---------- Exercise passage ----------

While the efficacy of CABG in improving both morbidity and mortality in patients with severe coronary artery disease and angina was established in the 1970’s, the majority of patients who took part in these initial ground-breaking studies had normal or near normal ventricular function. The role of CABG in treating patients with poor systolic LV function is less well established, especially in light of modern alternatives such as medical and device management.
The STICH trial was designed to assess these questions, and while the surgical ventricular reconstruction arm has already reported no benefit, the study also examined the role of CABG vs medical therapy alone. This multi-centre prospective randomised trial recruited 1212 patients with an ejection fraction of 35% or less and coronary artery disease amenable to CABG, without significant symptoms of angina (CCS class 0-II), with the majority having NYHA class II-III symptoms of heart failure. Of these, 601 underwent assessment of myocardial viability. Patients were assigned in a 1:1 fashion to either medical therapy or CABG and followed up for an average of 5 years. The primary outcome was death from any cause. Major secondary outcomes included death from cardiovascular causes and death from any cause or hospitalization for cardiovascular causes.

---------- The data ----------

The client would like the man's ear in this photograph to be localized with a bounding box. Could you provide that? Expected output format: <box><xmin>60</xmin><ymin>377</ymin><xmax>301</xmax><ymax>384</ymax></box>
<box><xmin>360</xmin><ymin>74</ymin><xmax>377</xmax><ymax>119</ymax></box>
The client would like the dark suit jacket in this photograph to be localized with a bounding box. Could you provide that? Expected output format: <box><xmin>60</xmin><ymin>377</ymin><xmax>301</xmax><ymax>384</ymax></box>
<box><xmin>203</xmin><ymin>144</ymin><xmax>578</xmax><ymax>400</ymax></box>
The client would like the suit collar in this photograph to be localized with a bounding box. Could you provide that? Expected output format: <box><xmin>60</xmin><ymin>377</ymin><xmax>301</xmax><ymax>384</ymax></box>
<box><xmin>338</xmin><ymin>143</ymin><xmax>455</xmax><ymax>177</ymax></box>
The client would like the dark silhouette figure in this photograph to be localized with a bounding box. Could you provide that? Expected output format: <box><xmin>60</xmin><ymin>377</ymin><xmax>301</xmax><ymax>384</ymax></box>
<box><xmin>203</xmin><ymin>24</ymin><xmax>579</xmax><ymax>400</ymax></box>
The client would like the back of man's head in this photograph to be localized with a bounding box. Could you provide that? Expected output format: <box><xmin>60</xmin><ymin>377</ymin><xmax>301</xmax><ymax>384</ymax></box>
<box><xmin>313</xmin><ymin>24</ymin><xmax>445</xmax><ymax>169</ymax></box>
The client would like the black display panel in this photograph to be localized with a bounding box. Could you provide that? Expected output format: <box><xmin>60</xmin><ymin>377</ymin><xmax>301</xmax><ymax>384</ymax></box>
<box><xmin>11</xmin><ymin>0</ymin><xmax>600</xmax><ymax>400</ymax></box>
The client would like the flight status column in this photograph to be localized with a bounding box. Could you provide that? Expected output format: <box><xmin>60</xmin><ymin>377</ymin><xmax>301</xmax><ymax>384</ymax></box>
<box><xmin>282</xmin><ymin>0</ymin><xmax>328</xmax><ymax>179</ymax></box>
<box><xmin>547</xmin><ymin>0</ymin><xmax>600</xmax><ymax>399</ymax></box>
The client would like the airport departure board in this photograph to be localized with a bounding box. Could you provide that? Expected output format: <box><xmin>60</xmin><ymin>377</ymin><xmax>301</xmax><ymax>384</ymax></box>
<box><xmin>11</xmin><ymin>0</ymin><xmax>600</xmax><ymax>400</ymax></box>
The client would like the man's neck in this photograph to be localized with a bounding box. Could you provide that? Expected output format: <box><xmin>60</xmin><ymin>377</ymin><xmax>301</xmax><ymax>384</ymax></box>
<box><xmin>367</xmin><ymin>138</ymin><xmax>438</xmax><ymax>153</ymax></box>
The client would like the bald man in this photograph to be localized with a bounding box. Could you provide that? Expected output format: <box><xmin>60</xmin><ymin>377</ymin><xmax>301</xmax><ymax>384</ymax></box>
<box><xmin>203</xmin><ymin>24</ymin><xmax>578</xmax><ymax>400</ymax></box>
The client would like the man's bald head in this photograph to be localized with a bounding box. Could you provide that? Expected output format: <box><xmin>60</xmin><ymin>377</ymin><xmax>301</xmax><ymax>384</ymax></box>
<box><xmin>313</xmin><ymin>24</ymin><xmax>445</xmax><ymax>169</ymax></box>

----------

**Task goal**
Please translate this sentence from the passage on the STICH trial into Spanish: "Patients were assigned in a 1:1 fashion to either medical therapy or CABG and followed up for an average of 5 years." The material above comes from a separate source.

**Result for this exercise**
Los pacientes fueron asignados en proporción 1:1 a tratamiento médico o a CABG y recibieron seguimiento durante un promedio de 5 años.